OBJECTIVE → Rewrite the entries below, changing every "photo" to "image" and keeping everything else the same. Leave the pictures out of your version.

□ □ □ □

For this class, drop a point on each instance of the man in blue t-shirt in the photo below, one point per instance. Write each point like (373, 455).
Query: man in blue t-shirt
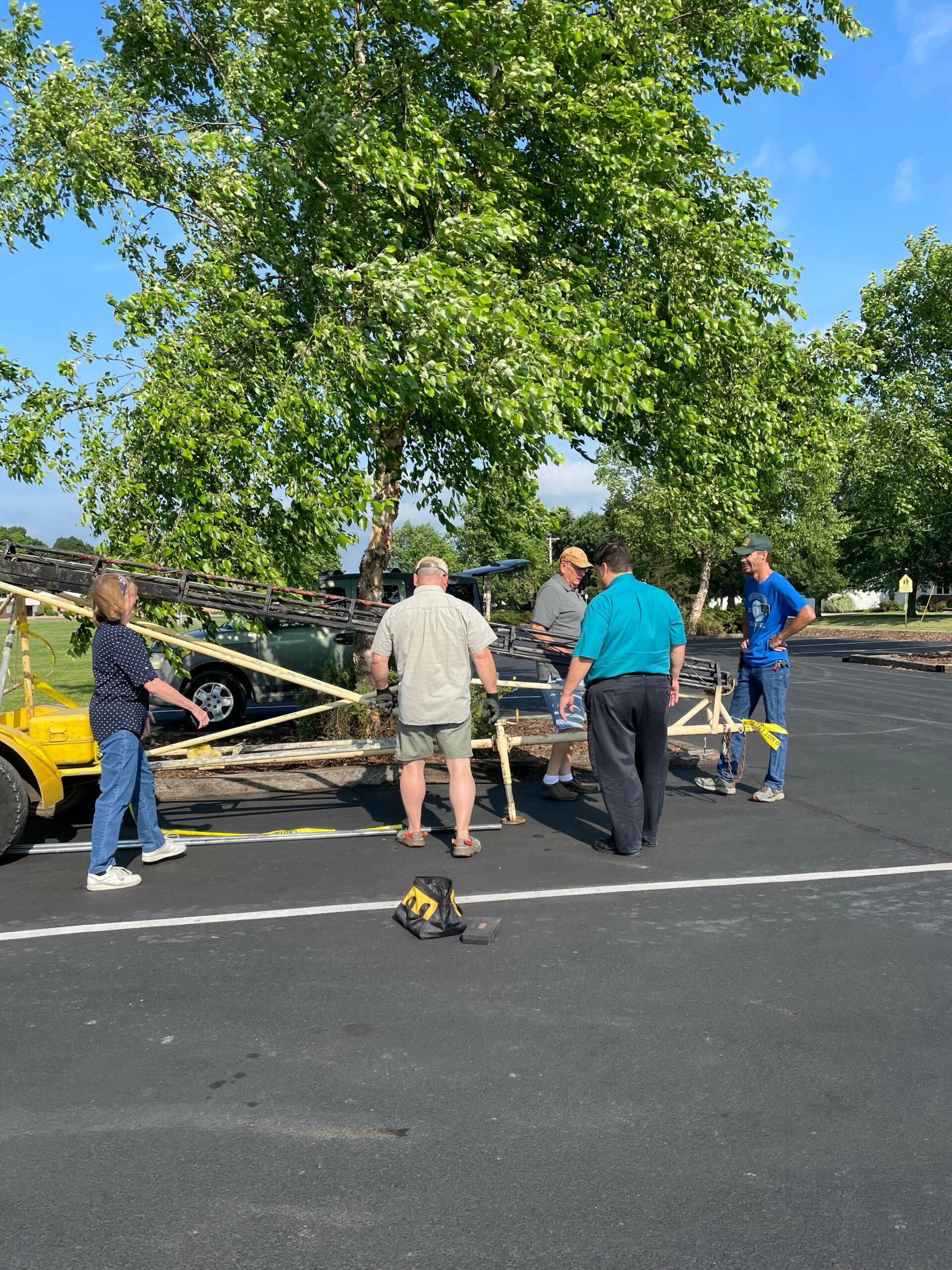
(774, 611)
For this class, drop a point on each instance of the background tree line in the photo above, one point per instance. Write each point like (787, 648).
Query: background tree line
(403, 250)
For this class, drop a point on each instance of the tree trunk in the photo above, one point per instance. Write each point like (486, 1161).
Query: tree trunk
(697, 606)
(376, 558)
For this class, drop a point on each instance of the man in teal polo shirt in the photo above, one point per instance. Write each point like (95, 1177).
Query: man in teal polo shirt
(630, 654)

□ □ □ □

OUTPUT →
For this class, drop a point on each instance of the man in blue t-shirt in the image below, one point per instance. Write each point like (373, 455).
Query: man in blue t-shirt
(774, 611)
For this class, drop a point on each instance of the background tree line in the image above, one point per instance. Write each point like (787, 648).
Query: background tree line
(403, 250)
For this class, drop a point on each instance of the tree trunk in the image above, one point per instance. Write each point like (486, 1161).
Query: tree trunk
(697, 606)
(376, 558)
For this class, drop a point on each instance of the man in teal polo shirt in the image above, one point per instance. Write each point like (95, 1177).
Query: man in teal polo shirt
(630, 654)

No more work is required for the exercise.